"""
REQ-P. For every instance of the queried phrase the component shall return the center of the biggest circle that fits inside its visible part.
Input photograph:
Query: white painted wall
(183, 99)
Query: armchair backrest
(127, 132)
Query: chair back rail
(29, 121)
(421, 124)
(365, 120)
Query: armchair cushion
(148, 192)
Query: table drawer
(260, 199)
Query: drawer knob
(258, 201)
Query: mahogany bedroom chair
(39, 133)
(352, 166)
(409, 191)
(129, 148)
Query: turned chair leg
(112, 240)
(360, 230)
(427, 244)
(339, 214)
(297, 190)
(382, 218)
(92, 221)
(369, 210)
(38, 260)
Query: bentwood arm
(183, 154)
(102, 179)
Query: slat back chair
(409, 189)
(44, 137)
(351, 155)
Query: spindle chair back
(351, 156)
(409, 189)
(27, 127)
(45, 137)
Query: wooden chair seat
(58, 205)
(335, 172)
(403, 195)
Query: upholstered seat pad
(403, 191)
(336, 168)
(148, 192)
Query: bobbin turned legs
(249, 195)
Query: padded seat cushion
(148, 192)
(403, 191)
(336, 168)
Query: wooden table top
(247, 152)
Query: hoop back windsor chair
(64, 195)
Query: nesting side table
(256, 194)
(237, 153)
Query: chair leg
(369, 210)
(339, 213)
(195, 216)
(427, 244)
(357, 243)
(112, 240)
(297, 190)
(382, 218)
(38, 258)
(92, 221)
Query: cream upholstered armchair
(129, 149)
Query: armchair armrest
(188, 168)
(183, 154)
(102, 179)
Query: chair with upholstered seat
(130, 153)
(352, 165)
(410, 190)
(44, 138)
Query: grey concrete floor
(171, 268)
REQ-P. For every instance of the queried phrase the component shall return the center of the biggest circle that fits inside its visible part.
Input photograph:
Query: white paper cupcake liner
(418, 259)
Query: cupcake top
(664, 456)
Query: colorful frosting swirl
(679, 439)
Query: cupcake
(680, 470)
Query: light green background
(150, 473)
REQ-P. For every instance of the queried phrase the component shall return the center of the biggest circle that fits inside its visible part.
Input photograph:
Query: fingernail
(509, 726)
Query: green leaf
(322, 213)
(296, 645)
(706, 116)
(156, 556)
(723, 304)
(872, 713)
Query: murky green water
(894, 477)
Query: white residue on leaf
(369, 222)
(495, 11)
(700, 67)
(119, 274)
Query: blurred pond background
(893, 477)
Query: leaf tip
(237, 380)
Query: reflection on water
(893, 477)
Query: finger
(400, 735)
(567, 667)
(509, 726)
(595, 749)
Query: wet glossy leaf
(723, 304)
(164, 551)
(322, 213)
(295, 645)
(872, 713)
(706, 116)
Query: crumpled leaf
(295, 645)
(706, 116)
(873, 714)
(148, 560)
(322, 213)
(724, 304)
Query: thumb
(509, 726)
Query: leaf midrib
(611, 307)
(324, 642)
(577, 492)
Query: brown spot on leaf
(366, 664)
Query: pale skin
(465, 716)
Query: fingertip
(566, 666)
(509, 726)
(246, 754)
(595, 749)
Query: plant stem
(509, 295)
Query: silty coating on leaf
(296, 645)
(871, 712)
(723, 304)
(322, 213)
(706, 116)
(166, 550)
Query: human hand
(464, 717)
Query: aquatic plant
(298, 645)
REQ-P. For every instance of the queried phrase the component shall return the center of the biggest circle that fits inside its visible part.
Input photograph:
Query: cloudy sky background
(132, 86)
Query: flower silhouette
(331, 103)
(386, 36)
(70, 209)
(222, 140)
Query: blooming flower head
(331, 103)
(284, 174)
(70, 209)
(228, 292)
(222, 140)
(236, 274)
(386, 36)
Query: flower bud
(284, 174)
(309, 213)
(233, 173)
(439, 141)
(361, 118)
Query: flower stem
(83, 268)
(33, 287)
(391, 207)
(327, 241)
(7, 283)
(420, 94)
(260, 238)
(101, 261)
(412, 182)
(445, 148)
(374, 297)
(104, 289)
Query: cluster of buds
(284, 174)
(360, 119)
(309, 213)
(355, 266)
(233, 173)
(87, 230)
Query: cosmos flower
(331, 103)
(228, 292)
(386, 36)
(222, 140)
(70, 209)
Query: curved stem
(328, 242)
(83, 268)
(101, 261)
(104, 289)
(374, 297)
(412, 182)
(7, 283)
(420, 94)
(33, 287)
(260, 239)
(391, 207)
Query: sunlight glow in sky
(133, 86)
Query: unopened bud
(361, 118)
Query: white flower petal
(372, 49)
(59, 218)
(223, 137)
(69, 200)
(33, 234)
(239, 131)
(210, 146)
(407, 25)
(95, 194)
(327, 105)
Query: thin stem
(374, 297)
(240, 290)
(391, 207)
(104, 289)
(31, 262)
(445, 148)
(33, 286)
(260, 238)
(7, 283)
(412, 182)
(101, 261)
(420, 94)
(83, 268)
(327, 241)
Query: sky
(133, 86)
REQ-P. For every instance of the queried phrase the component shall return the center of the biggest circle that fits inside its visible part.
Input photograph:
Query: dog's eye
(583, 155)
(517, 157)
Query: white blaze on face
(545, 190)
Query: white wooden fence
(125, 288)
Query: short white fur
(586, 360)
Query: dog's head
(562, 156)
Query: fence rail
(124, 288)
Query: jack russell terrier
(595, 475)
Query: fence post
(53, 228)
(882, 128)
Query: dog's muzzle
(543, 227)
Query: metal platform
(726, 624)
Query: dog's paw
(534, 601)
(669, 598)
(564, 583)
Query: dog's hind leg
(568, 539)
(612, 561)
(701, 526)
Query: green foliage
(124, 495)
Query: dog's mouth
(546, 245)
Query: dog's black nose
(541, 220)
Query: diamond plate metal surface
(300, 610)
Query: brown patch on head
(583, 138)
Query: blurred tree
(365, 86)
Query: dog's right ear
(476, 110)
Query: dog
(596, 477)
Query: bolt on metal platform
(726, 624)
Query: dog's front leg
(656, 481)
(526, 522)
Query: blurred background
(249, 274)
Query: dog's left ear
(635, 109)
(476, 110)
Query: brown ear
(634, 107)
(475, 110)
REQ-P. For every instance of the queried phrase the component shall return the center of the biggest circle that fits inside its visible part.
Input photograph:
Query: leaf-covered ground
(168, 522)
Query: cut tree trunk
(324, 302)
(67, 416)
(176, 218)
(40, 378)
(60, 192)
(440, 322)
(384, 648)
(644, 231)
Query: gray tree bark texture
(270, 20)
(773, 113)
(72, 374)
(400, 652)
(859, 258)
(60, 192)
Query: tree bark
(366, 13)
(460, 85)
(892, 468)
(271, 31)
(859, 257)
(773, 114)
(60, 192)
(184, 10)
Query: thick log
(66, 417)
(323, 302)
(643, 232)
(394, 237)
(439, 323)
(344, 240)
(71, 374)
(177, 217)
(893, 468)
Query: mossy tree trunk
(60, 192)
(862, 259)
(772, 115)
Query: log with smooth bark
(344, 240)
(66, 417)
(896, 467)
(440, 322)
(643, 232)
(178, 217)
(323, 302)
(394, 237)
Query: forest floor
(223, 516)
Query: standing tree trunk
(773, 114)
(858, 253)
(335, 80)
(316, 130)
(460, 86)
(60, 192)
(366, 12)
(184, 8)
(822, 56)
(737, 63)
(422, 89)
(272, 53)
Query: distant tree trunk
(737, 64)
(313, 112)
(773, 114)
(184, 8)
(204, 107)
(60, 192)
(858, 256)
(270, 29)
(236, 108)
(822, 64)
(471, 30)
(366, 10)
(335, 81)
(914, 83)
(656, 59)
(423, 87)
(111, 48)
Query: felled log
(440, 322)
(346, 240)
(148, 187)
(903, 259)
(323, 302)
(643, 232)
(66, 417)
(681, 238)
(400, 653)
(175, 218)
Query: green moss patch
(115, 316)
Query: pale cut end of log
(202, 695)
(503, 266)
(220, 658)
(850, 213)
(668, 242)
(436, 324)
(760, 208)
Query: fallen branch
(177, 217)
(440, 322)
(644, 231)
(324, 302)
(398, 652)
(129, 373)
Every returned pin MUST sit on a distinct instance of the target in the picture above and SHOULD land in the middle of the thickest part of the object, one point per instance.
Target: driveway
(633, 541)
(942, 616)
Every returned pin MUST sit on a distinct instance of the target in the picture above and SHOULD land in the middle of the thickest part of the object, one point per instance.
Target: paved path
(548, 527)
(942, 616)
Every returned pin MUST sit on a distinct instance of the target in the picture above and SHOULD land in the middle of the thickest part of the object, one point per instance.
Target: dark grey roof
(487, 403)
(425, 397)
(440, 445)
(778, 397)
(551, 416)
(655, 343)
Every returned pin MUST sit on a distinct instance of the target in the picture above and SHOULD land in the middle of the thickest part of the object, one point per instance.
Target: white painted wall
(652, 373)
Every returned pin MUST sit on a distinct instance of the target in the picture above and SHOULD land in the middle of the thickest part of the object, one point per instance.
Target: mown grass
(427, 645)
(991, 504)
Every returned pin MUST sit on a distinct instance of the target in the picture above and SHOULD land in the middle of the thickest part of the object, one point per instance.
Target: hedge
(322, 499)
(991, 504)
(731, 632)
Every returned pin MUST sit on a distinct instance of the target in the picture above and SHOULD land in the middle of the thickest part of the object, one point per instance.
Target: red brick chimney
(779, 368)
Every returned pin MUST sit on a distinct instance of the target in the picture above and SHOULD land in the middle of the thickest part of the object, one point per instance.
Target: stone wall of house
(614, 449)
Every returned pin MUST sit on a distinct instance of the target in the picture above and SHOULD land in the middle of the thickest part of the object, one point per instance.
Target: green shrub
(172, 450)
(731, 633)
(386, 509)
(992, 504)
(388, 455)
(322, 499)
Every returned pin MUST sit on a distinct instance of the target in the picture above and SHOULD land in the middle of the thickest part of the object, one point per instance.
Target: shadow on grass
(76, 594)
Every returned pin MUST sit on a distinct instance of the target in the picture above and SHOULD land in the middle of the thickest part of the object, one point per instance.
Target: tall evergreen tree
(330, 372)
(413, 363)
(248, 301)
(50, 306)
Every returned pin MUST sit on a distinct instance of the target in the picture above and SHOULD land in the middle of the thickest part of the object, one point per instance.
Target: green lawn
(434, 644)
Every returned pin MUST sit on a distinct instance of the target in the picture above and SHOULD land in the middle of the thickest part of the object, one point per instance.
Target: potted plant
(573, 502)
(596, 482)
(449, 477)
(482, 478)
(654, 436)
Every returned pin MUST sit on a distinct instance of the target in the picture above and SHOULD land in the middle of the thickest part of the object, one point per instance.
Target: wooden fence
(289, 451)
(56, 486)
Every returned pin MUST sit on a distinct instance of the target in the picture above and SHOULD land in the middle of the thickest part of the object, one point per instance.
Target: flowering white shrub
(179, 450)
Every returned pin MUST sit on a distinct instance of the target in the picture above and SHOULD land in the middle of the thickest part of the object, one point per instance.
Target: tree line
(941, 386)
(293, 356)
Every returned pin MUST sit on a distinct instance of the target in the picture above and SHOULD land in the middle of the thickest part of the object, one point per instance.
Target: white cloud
"""
_WRITTEN TASK_: Locate each line in the records above that contains the string "rail", with letter case significant, and copy every such line in full.

_EXERCISE ANSWER_:
Query: chair back rail
Query: fence rail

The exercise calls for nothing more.